- Stated exercise
Identify every line in the entries below that contains the word "shorts", treating uppercase and lowercase as different, and copy each of those lines.

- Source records
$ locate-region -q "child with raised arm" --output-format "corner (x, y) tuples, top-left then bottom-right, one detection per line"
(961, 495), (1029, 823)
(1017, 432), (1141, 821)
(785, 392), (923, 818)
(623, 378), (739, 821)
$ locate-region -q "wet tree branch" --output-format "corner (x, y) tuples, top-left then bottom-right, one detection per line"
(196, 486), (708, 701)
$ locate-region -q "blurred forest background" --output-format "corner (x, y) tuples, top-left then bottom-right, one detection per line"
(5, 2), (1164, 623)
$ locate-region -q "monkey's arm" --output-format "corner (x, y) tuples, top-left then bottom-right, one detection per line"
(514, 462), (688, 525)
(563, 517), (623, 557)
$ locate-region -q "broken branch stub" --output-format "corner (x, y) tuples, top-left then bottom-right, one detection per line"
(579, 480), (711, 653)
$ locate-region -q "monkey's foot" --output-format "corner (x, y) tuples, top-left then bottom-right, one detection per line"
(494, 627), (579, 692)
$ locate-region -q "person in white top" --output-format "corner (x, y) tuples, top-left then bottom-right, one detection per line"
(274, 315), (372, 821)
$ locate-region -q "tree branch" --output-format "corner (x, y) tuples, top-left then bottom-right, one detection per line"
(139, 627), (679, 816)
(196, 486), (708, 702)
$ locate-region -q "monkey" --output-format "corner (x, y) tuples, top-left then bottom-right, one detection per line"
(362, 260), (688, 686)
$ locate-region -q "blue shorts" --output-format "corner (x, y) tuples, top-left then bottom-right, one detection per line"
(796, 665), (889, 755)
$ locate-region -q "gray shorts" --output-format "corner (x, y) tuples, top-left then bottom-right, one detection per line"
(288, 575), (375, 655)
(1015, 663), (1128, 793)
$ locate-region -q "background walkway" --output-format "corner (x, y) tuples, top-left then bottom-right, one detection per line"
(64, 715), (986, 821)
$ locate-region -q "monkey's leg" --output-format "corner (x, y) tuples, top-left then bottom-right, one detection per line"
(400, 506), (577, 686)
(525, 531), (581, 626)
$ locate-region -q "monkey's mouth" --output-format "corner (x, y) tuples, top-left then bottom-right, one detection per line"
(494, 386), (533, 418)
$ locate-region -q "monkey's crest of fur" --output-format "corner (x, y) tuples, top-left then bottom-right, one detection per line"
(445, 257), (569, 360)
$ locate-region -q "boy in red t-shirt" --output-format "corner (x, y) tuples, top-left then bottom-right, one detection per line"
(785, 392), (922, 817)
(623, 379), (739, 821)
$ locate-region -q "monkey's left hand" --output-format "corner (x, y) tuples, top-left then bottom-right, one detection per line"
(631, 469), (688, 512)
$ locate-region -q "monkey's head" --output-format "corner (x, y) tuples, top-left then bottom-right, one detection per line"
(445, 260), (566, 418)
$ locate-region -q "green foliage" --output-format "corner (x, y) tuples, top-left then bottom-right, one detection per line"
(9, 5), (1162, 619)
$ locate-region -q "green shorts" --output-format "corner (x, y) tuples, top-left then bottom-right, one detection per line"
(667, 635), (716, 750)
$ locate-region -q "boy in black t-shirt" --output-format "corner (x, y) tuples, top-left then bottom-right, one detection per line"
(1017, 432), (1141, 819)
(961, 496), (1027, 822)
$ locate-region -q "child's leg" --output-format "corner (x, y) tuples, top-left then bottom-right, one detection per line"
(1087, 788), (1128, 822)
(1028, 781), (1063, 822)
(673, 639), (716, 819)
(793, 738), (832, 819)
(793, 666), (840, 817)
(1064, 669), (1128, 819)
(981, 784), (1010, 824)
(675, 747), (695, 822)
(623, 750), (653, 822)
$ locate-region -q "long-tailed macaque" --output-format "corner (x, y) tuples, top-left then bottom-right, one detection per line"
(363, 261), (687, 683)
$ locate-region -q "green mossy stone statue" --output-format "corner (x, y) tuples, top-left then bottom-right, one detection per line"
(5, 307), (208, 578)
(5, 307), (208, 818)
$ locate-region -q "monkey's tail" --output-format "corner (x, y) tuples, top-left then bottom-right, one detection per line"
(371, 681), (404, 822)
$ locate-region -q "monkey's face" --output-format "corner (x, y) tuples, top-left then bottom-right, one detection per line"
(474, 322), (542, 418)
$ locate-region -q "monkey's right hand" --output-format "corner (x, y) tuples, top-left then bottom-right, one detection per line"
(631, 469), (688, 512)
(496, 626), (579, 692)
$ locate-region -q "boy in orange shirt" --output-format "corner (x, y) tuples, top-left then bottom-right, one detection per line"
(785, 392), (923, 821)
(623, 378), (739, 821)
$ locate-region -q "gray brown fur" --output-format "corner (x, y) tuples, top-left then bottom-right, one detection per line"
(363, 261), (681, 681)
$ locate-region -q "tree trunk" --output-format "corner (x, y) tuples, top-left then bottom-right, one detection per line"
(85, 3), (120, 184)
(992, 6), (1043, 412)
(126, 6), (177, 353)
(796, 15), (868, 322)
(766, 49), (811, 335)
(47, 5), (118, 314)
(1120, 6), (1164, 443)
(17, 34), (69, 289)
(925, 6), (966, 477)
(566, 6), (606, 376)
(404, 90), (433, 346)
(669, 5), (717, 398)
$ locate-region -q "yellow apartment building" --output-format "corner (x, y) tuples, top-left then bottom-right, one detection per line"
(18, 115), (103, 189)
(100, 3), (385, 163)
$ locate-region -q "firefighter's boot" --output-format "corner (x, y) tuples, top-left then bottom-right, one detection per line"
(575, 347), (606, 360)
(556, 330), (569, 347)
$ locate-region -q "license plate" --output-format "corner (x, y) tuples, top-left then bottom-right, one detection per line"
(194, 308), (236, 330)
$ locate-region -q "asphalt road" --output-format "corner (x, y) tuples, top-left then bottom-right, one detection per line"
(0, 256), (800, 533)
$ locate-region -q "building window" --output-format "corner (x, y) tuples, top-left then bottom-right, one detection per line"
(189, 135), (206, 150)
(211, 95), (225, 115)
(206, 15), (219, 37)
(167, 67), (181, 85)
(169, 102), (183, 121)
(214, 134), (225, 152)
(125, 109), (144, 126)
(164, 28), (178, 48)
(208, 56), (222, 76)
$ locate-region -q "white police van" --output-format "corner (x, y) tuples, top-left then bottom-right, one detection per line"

- Task response
$ locate-region -q "blue shorts" --output-format "corner (x, y) tuples, top-left then bottom-right, one detection per line"
$ locate-region -q "gray shorts" --output-format "corner (x, y) tuples, top-left then bottom-right, one detection per line"
$ locate-region -q "green shorts" --output-format "corner (x, y) tuples, top-left then bottom-right, one detection per line"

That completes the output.